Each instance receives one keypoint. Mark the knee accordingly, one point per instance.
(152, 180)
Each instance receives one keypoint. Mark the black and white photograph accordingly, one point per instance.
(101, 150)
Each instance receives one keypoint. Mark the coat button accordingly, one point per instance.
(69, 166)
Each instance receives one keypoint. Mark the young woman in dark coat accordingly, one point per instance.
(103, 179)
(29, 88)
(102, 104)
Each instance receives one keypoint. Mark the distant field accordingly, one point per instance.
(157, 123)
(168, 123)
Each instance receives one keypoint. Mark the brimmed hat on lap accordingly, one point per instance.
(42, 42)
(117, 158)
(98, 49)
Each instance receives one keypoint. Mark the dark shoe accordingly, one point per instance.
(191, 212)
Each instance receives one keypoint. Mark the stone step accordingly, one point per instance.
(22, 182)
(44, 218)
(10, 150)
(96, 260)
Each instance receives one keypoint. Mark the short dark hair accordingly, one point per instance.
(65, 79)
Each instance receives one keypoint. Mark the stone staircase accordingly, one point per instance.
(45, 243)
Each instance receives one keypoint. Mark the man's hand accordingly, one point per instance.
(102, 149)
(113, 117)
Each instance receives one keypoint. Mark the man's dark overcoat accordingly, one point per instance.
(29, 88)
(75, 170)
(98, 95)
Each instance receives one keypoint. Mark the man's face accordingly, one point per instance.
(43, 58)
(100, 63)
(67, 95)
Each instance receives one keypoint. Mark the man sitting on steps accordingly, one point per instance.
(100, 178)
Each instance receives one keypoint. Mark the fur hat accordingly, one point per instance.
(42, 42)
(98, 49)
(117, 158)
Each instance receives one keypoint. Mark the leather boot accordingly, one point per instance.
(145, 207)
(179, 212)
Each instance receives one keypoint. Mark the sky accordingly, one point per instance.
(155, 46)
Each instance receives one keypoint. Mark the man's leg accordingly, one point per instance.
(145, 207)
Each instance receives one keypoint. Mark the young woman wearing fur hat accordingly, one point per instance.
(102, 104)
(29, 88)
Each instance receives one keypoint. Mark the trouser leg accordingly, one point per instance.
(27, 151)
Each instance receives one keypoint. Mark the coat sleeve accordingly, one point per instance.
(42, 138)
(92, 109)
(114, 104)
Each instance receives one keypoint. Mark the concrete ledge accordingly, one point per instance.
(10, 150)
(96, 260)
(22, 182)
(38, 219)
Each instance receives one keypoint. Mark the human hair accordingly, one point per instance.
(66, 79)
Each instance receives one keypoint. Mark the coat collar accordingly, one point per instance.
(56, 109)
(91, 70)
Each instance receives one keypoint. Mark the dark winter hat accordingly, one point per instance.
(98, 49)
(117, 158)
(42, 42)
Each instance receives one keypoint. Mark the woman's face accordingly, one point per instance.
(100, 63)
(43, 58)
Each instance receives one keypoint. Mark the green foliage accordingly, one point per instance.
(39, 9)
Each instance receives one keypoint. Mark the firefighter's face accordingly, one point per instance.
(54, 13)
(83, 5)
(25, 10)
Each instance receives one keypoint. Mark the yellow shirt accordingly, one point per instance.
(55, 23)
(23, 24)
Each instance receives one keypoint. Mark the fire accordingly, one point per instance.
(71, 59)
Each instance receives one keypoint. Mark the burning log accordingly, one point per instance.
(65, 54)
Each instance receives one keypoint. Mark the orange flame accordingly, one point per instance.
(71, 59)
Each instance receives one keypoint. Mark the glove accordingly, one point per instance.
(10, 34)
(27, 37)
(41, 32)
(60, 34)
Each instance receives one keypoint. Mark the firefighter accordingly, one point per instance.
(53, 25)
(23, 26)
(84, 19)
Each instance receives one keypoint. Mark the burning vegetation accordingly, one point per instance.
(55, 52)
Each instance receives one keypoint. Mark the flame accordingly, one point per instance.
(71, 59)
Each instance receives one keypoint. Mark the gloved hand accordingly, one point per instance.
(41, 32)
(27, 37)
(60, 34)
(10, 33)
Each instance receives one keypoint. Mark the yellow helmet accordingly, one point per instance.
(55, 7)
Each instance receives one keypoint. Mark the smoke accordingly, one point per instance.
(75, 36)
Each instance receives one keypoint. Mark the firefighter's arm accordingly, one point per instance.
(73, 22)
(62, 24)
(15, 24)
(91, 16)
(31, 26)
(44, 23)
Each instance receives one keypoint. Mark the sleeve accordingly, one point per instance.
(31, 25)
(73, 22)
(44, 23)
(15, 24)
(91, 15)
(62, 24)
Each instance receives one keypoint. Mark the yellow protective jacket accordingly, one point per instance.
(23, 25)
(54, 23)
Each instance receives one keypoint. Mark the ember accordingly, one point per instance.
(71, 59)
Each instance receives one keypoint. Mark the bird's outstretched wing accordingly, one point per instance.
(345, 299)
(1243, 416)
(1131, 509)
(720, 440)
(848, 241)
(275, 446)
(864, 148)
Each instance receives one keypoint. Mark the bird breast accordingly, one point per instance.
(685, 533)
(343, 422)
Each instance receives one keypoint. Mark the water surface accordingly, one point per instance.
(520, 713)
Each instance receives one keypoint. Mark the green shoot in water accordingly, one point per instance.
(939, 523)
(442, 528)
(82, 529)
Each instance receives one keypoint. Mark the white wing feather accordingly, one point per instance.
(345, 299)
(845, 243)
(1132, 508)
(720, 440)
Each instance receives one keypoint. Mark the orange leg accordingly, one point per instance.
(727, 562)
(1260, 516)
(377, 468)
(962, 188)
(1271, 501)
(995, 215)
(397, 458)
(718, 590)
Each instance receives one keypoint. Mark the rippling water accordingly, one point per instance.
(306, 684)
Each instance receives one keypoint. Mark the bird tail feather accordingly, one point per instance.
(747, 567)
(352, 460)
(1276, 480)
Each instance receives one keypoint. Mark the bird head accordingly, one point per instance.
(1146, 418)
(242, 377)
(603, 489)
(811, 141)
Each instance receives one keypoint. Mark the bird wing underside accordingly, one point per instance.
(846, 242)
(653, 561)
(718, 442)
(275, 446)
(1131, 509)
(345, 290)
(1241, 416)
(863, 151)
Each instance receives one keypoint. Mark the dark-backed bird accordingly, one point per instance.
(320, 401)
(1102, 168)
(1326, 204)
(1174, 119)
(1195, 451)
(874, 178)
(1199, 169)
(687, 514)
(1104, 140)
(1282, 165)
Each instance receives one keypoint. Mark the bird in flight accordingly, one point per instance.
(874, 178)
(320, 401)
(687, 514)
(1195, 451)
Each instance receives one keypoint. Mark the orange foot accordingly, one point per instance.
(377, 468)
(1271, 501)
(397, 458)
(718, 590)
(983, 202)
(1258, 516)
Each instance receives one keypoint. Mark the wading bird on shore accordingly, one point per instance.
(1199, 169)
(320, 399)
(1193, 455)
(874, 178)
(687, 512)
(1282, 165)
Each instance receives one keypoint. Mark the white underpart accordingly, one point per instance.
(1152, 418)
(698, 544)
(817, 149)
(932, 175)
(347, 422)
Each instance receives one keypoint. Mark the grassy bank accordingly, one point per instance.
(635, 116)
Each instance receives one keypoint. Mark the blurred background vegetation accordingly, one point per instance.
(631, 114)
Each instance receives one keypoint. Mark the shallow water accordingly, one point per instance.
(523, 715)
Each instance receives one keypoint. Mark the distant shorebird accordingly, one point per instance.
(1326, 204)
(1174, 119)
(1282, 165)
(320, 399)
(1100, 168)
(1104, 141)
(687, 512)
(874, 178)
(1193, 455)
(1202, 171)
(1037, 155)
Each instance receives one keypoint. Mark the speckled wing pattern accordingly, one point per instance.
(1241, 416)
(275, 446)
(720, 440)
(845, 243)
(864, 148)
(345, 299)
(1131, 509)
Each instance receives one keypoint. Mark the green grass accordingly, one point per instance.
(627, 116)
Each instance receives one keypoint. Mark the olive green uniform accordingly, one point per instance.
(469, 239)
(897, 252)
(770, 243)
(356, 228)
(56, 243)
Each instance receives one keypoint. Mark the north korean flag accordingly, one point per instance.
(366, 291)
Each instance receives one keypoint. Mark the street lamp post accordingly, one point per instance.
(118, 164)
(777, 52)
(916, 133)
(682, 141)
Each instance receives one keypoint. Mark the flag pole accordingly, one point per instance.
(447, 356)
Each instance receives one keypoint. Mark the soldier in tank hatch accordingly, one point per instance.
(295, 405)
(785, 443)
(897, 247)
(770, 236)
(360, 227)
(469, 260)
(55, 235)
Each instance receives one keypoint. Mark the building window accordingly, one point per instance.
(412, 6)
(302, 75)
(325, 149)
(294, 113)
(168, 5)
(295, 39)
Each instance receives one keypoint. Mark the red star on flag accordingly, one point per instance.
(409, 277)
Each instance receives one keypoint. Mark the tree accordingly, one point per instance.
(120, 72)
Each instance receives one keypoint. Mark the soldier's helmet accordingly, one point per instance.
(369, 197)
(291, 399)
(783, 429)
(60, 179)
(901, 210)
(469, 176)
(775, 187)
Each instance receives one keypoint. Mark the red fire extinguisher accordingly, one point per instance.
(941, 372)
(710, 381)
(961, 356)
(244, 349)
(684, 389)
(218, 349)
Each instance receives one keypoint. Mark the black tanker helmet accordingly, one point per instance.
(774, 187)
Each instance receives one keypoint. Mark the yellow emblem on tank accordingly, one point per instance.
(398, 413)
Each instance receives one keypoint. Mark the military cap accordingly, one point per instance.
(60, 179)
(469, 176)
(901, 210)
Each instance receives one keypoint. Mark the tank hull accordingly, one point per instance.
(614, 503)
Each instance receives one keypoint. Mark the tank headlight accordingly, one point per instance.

....................

Begin with the line that contains "Each instance receives one keypoint. Mark the black tanker" and end with the last line of the material above. Set down that range exactly.

Each instance receives one keypoint. Mark the black tanker helmet accordingly, one point per instance.
(774, 187)
Each instance receives one keypoint. Mark the yellow emblem on tank accordingly, one point per instance.
(398, 413)
Each instance receives one keypoint. Mark the military cap accordingly, one point per instance.
(60, 179)
(469, 176)
(901, 210)
Each instance receives one keypoint. Mark the tank hull accordingly, one point per instance.
(614, 503)
Each instance receives one keypoint. Mark the tank headlight accordingly, one point per instance.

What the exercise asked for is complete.